— Extracted data —
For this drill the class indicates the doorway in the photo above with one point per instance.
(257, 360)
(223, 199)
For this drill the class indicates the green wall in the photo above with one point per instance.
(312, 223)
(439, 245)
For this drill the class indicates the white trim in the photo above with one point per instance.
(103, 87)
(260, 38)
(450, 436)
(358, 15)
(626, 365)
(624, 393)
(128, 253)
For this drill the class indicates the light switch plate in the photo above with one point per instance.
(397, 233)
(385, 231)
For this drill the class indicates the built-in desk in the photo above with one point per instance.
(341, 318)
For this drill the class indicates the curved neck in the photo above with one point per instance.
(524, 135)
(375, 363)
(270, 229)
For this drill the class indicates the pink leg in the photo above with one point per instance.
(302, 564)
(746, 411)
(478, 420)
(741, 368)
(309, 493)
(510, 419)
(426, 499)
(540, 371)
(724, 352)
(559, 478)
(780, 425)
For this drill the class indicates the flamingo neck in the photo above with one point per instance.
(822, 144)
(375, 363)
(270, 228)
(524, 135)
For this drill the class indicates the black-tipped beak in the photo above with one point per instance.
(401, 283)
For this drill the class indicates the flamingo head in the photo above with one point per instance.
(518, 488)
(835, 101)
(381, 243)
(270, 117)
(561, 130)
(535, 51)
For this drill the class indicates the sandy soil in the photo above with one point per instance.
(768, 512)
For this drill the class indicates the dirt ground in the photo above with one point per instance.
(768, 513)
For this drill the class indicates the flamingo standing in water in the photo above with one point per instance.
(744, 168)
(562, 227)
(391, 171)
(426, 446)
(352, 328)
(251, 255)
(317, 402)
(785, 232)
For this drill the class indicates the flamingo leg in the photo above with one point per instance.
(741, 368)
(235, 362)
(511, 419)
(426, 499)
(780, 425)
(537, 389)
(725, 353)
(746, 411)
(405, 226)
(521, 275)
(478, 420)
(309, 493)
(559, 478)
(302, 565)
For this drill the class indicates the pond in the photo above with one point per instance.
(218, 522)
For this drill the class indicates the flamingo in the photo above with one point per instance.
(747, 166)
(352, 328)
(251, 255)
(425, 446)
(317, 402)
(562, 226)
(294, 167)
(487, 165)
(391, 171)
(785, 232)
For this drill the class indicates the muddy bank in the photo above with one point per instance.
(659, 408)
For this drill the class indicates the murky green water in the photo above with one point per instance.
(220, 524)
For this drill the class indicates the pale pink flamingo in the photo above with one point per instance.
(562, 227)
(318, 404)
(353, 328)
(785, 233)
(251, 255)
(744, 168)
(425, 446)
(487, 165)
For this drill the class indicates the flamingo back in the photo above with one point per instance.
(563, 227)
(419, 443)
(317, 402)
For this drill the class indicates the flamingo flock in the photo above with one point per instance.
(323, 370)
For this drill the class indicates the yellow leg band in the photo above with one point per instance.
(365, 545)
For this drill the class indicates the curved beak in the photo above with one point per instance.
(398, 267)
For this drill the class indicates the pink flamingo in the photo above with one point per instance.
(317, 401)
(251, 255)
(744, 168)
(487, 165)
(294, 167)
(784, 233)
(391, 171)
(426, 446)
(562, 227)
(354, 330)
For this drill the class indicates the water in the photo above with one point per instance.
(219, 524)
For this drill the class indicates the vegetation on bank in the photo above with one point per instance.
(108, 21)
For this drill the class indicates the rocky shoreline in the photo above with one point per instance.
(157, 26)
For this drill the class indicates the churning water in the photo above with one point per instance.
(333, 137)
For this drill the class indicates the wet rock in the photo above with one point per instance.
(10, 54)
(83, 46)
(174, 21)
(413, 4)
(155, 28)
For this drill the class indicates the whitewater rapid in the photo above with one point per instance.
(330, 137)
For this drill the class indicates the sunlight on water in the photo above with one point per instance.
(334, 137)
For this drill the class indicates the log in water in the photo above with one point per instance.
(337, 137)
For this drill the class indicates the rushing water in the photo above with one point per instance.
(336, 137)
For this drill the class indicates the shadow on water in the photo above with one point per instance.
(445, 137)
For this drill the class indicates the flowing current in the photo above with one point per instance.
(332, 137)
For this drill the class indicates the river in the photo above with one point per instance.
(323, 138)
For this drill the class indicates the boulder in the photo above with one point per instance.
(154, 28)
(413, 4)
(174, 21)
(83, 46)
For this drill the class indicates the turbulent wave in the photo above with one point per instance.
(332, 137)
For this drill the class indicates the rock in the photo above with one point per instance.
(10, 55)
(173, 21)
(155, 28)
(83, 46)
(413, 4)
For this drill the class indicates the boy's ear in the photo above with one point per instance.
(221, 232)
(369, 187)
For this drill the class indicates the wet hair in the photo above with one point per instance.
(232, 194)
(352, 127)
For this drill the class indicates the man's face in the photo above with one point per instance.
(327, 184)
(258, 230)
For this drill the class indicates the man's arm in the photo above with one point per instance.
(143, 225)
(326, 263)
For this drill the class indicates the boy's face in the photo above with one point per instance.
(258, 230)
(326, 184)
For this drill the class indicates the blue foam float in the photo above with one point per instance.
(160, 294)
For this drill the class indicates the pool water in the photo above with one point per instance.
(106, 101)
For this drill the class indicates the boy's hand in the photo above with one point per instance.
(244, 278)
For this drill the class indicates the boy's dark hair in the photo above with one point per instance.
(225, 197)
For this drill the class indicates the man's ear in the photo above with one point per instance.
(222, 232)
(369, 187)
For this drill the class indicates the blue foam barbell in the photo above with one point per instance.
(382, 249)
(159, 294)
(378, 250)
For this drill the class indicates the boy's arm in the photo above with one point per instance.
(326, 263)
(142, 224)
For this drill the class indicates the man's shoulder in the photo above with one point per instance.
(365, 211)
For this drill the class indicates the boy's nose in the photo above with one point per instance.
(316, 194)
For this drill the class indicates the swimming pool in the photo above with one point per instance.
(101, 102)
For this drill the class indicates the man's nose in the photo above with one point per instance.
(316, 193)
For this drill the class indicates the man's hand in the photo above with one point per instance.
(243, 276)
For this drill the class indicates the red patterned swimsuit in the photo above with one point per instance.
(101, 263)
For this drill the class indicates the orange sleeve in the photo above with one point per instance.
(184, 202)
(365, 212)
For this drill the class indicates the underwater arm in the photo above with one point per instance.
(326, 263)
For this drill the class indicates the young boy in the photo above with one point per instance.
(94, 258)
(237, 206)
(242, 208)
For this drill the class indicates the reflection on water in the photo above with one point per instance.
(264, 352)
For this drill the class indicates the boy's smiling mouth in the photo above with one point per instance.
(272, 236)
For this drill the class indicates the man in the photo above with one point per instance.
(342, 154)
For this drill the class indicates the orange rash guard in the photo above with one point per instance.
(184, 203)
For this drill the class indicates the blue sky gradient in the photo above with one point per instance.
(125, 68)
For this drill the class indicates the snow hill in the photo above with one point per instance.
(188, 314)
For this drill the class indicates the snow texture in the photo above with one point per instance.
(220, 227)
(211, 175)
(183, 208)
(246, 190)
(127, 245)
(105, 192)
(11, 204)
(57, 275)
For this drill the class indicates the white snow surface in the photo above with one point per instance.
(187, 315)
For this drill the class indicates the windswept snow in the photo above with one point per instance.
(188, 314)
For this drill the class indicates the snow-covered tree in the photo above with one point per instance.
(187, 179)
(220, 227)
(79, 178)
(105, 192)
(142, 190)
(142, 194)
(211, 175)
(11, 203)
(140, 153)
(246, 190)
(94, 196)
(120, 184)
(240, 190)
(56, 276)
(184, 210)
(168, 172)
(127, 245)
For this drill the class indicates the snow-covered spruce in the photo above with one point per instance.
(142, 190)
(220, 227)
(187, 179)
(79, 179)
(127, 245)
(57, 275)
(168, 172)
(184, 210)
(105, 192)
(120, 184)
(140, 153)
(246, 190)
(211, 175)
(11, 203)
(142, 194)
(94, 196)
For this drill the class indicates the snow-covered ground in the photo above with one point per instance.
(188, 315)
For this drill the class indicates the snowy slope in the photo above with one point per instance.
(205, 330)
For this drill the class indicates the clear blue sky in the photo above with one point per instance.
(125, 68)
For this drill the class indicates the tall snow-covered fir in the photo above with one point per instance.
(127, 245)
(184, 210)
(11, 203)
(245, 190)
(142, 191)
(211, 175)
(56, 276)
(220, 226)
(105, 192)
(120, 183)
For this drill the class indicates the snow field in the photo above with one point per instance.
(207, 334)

— Challenge —
Your task is to extract the lines running from the one with "For this drill the class indicates the snow-covered spruce" to the end of the material, inclusive, copying each exactly and adding nothing.

— Problem solution —
For this drill the class indicates the snow-covered spruce in the photo above with one point per instance.
(142, 190)
(220, 227)
(187, 179)
(79, 179)
(127, 245)
(57, 275)
(168, 172)
(184, 210)
(105, 192)
(120, 184)
(140, 153)
(246, 190)
(211, 175)
(11, 203)
(142, 194)
(94, 196)
For this drill the class indicates the snow-covered ground in the photo above with one point per instance.
(188, 315)
For this drill the class indicates the snowy slope in the photo above with one point per instance.
(205, 330)
For this drill the class indicates the clear blue sky in the photo above with one point per instance.
(125, 68)
For this drill the class indicates the tall snow-covered fir in the photo above with one point per instance.
(127, 245)
(184, 210)
(11, 203)
(245, 190)
(142, 191)
(211, 175)
(56, 276)
(220, 226)
(105, 192)
(120, 183)
For this drill the class indicates the snow field in the photo above with one point per instance.
(207, 334)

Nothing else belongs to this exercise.